Extract to read Block Start

Assessing risk has had some limitations, even prior to the implementation of the PPACA. Up until now, for instance, the range in risk-adjusted prices generally reflected a seven-to-one “compression ratio.”
That is, if the cheapest price of a particular policy was, say, $100 per month, then hypothetically the highest price for the same coverage would be $700 per month. Under this scenario, a policy holder in his 60s might pay seven times the amount paid by a healthy 20-year-old.
Now that’s going to change. The new compression ratio will be 3 to 1. As a result, if the cheapest price of a particular policy was, say, $100 per month, then the highest price for the same coverage would be $300.
For insurers, however, there’s an inherent problem with this change. The math does not compute. Under the 3-to-1 ratio, an insurer would be making significantly less money if it kept its rates the same for the healthy young policy holders at $100 a month while also lowering the rate for the higher risk policy holders to $300 per month.
Therefore, an insurer trying to comply with the new 3-1 ratio while also protecting its reserves and making a reasonable profit would need to raise the price for its low-risk policy holders – generally the young — to, say, $200 a month to offset lowering the price for the high-risk folks, in this case to $600 from the previous $700.
This bit of legerdemain thus amounts to a massive generation-to-generation cost shift. That’s ironic because the PPACA was touted as a solution for cost shifting – or at least the kind that occurs when the patients who pay are charged more for their care in order to offset the costs incurred providing “uncompensated care” to those who don’t pay – typically uninsured folks who use the nearest emergency room for their care.
Last week, during the Florida Senate’s Select Committee on the PPACA, Chairman Joe Negron, R-Stuart, took note of this, observing that “There is going to be a cost shift from older to younger consumers.”
Proponents of the new restrictions governing “compression ratios” claim it was unfair to charge such widely varying rates for the same policy coverage. They successfully fought to spread the costs among all policy holders. Their idea seems to be that everyone should be able to afford health insurance, so it can’t be left up to the insurance companies gauge their risks and set prices.

Extract to read Block End

* [Task instructions]:
1. List each distinct monthly dollar amount mentioned in the passage on compression ratios, in the order each first appears.
2. Reproduce the stretch of the passage on compression ratios from "Now that’s going" through "to $300 per month.".
The records after this passage are separate material and have no connection to it.

Records provided Block Start

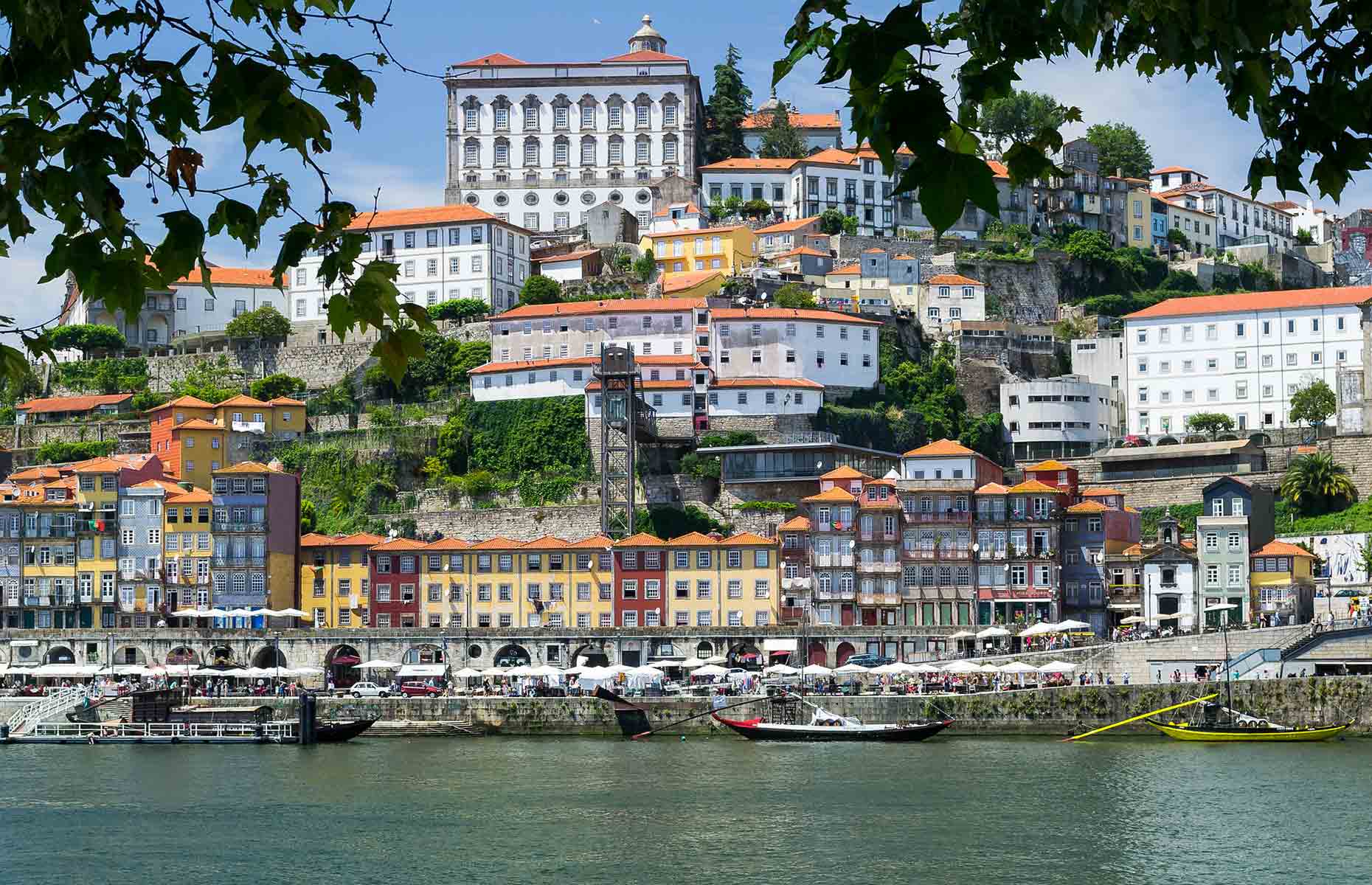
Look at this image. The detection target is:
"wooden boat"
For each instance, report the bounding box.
[712,711,952,743]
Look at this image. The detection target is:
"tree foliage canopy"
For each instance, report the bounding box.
[224,305,291,338]
[1087,122,1152,178]
[772,0,1372,231]
[0,0,426,384]
[1291,378,1339,427]
[705,44,753,163]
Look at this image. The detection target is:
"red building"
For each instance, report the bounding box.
[370,538,426,627]
[613,532,667,627]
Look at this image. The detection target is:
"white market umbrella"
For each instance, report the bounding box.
[351,659,401,670]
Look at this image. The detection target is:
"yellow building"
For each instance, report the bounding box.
[162,486,214,627]
[11,476,78,628]
[1251,541,1314,625]
[640,225,758,280]
[172,418,230,488]
[300,532,386,630]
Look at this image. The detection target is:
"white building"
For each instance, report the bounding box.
[62,266,288,347]
[1000,375,1123,461]
[1148,166,1295,250]
[445,15,705,231]
[1123,287,1372,435]
[283,206,530,322]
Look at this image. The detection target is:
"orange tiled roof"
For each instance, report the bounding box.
[721,531,777,546]
[347,203,528,233]
[614,531,667,547]
[453,52,528,67]
[662,271,724,295]
[699,156,801,172]
[1250,541,1314,560]
[15,394,133,414]
[172,265,281,288]
[819,464,871,480]
[710,308,881,325]
[753,215,819,233]
[1010,479,1058,494]
[601,49,686,62]
[1125,285,1372,319]
[1025,458,1072,473]
[148,397,214,413]
[667,531,719,547]
[805,486,858,504]
[903,439,977,458]
[738,111,844,129]
[491,298,705,322]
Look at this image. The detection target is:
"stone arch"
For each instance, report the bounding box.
[727,642,763,667]
[401,642,447,664]
[110,645,148,667]
[166,645,201,667]
[204,645,239,667]
[324,645,362,689]
[252,645,289,667]
[493,642,534,667]
[43,645,77,664]
[571,642,609,667]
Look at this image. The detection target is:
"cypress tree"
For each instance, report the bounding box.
[705,44,753,163]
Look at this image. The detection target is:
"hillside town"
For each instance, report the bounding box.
[0,16,1372,691]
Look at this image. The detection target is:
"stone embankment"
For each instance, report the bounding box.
[198,676,1372,737]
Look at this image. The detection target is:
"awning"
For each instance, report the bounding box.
[399,664,447,678]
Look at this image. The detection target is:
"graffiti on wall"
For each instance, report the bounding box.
[1280,532,1368,586]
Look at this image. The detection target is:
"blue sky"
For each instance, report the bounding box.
[0,0,1372,334]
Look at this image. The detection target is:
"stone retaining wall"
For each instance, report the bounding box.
[196,676,1372,737]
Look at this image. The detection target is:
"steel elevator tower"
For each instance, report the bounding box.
[595,344,656,538]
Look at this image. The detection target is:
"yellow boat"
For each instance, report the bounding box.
[1144,719,1353,741]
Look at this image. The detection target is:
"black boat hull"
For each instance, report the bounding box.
[715,713,952,743]
[314,719,376,743]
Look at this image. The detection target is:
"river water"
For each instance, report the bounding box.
[0,735,1372,885]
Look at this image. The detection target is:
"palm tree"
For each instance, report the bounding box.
[1281,453,1357,513]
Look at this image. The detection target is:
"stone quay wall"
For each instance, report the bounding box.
[196,676,1372,740]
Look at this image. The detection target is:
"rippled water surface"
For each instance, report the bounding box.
[0,737,1372,885]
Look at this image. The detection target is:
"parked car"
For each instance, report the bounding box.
[844,653,896,667]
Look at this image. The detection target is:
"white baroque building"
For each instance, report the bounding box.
[1123,285,1372,437]
[283,206,530,316]
[445,15,705,232]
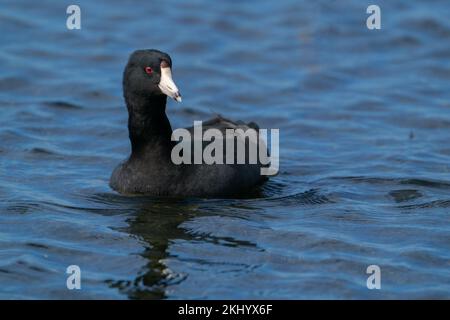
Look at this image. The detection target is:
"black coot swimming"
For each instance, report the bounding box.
[110,49,267,197]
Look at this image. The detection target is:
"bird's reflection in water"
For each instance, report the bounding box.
[108,200,204,299]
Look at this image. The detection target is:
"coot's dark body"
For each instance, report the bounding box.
[110,50,266,197]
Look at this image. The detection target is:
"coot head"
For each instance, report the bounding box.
[123,49,181,102]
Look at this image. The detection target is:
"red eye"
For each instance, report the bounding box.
[145,67,153,74]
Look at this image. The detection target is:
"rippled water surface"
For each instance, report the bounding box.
[0,0,450,299]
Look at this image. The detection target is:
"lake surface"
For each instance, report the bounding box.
[0,0,450,299]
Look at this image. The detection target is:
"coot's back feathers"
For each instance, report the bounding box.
[110,50,266,197]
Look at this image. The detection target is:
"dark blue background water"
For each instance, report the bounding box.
[0,0,450,299]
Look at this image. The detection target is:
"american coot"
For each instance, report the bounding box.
[110,50,267,197]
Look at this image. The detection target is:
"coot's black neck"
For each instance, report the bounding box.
[125,95,172,158]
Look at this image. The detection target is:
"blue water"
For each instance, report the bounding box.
[0,0,450,299]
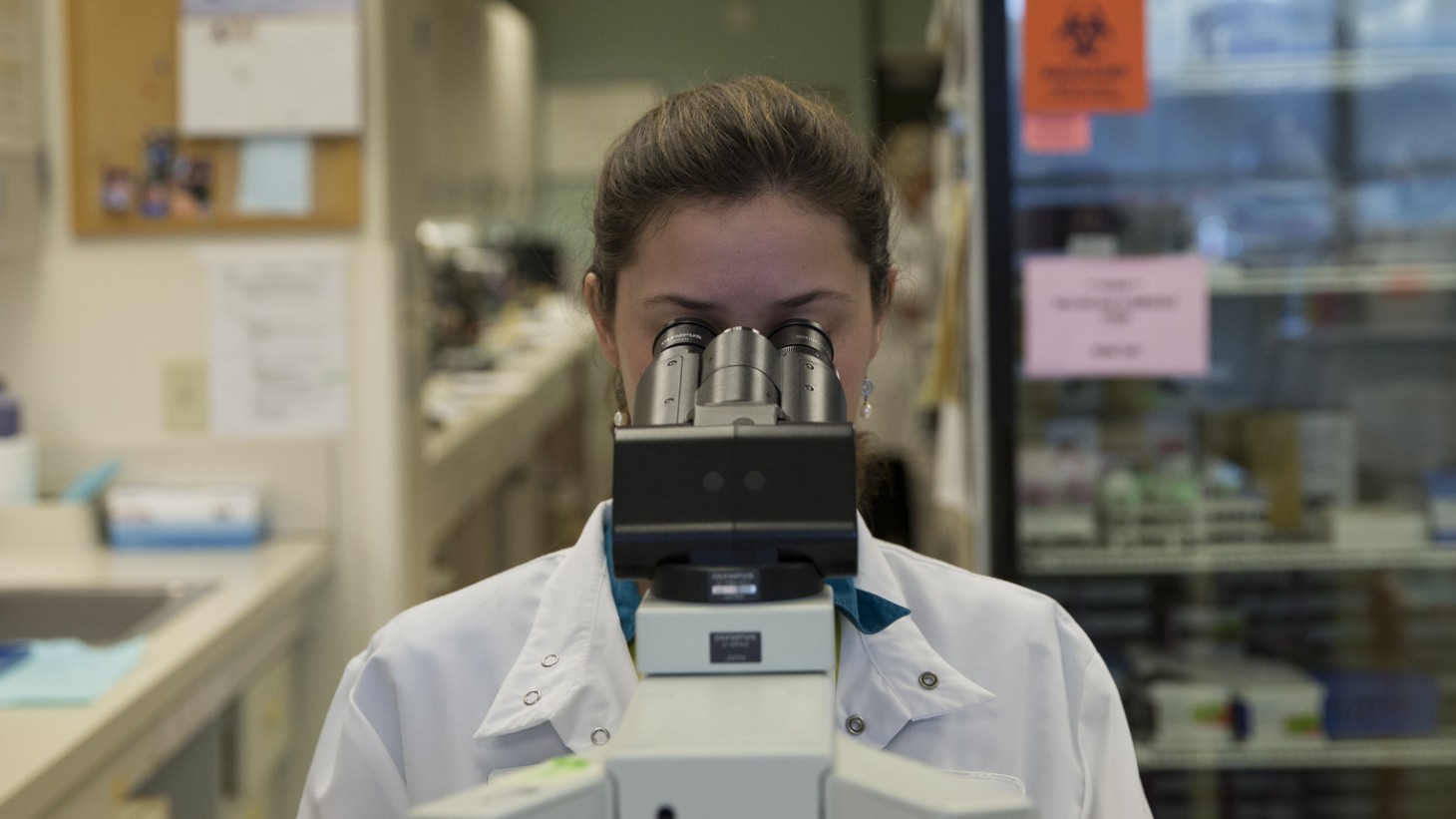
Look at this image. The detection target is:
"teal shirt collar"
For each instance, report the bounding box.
[601,506,910,641]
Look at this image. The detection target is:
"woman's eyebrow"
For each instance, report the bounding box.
[642,293,718,312]
[773,287,852,310]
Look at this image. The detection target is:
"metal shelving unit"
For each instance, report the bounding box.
[1137,728,1456,771]
[1020,542,1456,576]
[972,0,1456,819]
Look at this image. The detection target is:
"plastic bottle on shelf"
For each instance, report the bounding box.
[0,380,37,506]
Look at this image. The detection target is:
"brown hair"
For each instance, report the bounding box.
[588,77,892,320]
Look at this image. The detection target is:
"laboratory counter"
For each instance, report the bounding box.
[0,537,329,819]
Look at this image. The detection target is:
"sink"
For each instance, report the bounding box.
[0,582,215,645]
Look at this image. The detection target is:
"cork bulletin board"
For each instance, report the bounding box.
[67,0,361,236]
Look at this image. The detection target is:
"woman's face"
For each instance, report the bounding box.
[583,194,884,412]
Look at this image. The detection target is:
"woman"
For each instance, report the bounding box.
[300,79,1147,819]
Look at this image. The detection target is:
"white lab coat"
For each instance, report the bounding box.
[298,504,1150,819]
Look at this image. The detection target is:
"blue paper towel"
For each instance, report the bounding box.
[0,636,146,708]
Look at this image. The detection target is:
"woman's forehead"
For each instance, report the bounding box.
[621,196,868,297]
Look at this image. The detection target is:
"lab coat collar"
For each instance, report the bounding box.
[475,502,994,753]
[836,518,996,747]
[475,502,637,753]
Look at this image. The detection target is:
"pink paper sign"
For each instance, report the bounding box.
[1020,112,1092,155]
[1022,256,1209,377]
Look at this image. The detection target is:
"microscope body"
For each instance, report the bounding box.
[411,319,1035,819]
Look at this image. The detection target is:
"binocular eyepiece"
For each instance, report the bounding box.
[633,317,846,427]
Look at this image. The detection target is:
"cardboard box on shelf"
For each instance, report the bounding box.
[1329,506,1430,551]
[1203,410,1357,537]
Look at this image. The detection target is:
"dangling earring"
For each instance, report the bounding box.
[611,373,632,427]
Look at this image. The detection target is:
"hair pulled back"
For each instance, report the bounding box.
[591,77,892,319]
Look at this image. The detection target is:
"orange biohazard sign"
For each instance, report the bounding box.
[1020,0,1147,114]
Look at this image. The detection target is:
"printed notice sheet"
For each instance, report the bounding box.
[200,244,349,437]
[1022,255,1209,377]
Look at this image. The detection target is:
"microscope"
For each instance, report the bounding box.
[411,319,1035,819]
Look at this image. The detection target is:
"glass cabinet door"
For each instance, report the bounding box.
[983,0,1456,819]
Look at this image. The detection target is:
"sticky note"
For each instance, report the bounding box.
[237,137,313,215]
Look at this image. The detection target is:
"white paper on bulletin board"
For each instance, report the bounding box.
[178,0,363,137]
[199,244,349,437]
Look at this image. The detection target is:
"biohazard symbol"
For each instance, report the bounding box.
[1057,7,1112,57]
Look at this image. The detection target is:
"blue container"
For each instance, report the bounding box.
[1317,671,1440,739]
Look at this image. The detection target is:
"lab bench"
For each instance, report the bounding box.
[0,535,329,819]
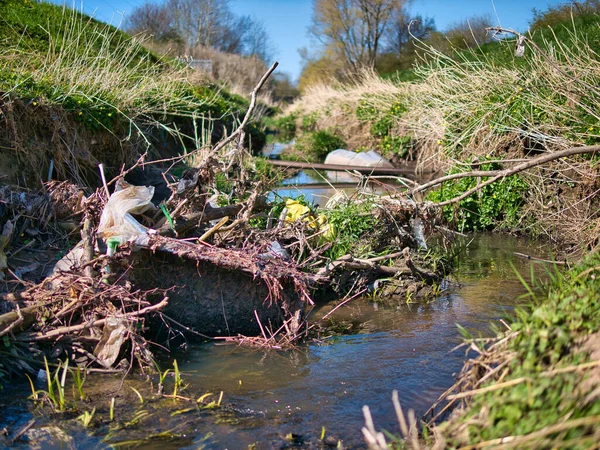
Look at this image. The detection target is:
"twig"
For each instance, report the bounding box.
[21,297,169,341]
[98,163,110,199]
[198,216,229,242]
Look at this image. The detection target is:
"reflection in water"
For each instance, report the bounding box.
[171,235,542,445]
[1,235,547,449]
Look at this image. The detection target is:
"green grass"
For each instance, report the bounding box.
[0,0,264,158]
[441,252,600,448]
[427,162,527,232]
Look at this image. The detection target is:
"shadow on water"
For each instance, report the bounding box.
[0,234,548,449]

Records provided Block End

* [Answers by item]:
1. $100, $700, $300, $200, $600

2.
Now that’s going to change. The new compression ratio will be 3 to 1. As a result, if the cheapest price of a particular policy was, say, $100 per month, then the highest price for the same coverage would be $300.
For insurers, however, there’s an inherent problem with this change. The math does not compute. Under the 3-to-1 ratio, an insurer would be making significantly less money if it kept its rates the same for the healthy young policy holders at $100 a month while also lowering the rate for the higher risk policy holders to $300 per month.